Short exercise A:
From the records below, gather every line that contains the word "grass", treating uppercase and lowercase as different.

Excerpt:
•••

# What Is The Highest Song You Ever Sang?



## The Angel of Music (Jul 24, 2004)

What is the highest song you ever sang? So far the highest song I have sung so far is a German Mozart Aria called "Durch ZartlichKiet und Schmeicheln," from the opera, "Die Entfuhrung Aus Dem Serail," I left a coulple of those umlot's out of the words lol(I don't know how too put them in ::. This song has 3 high A's in a row without any breathing  :blink:  . I get a headache from singing it! :lol: joking. What high songs have you sang...or if you sing at all...? In the shower...car....in your room with your stuffed animals  .


----------



## oistrach13 (Jul 14, 2004)

the highest I've gone,

that would be in the shower, I have a horrible high register, if I keep singing up, my throat hurts, I have probably only reached the F or G in a tenors mid register, or something like that (not suggesting that it was actually in tune  )


----------



## Daniel (Jul 11, 2004)

This shower singing seems to be our all hobby


----------



## oistrach13 (Jul 14, 2004)

LOOOOOOOOOOOOOOOL :lol: 

its because the shower resonance amplifies your voice, and you actually sound that your voice is strong (for a change).


----------



## Daniel (Jul 11, 2004)

...and you feel alone, noone who can stop you :lol:.


----------



## oistrach13 (Jul 14, 2004)

lol :lol: , yes, and that


----------



## godzillaviolist (Jan 21, 2005)

*shower singinging*

Bathtubs work too... it's the shape; it's like an opera house beneath your feet!

•••

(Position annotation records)
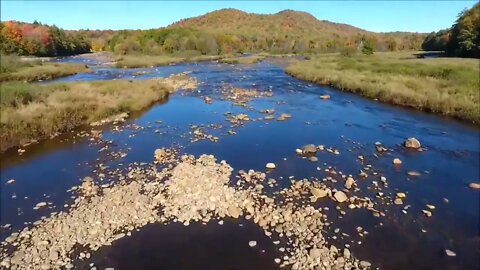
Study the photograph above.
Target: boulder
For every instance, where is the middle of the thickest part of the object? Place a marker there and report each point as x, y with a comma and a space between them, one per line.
349, 182
397, 161
318, 193
309, 149
340, 196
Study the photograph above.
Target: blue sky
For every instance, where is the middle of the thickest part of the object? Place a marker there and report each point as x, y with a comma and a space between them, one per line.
379, 16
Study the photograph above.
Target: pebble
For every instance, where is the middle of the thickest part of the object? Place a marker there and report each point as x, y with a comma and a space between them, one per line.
40, 205
340, 196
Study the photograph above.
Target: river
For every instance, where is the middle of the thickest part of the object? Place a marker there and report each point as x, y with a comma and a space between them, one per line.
347, 122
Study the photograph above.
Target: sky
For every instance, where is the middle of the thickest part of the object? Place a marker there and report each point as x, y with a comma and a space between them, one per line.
377, 16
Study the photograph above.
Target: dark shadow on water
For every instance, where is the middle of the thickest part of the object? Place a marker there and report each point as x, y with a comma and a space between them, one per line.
193, 247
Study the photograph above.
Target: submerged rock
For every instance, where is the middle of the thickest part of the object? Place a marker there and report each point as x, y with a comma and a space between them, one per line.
412, 143
474, 185
270, 166
450, 253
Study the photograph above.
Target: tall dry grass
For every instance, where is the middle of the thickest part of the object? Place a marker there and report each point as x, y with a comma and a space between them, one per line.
32, 111
448, 86
13, 68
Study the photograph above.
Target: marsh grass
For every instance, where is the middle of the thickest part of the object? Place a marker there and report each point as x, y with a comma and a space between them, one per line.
448, 86
32, 111
13, 68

•••

Short exercise B:
Based on the forum thread, state whether each statement agrees with it: (i) the aria named in the first post has three high A's in a row without any breathing; (ii) godzillaviolist says bathtubs do not work as well as showers; (iii) oistrach13 credits the resonance of the shower for making the voice sound strong. Answer each with yes or no and quote the deciding words of the forum thread.

Exercise response A:
Target: tall dry grass
Target: marsh grass

Exercise response B:
(i) Yes: "This song has 3 high A's in a row without any breathing"
(ii) No: "Bathtubs work too..."
(iii) Yes: "its because the shower resonance amplifies your voice, and you actually sound that your voice is strong"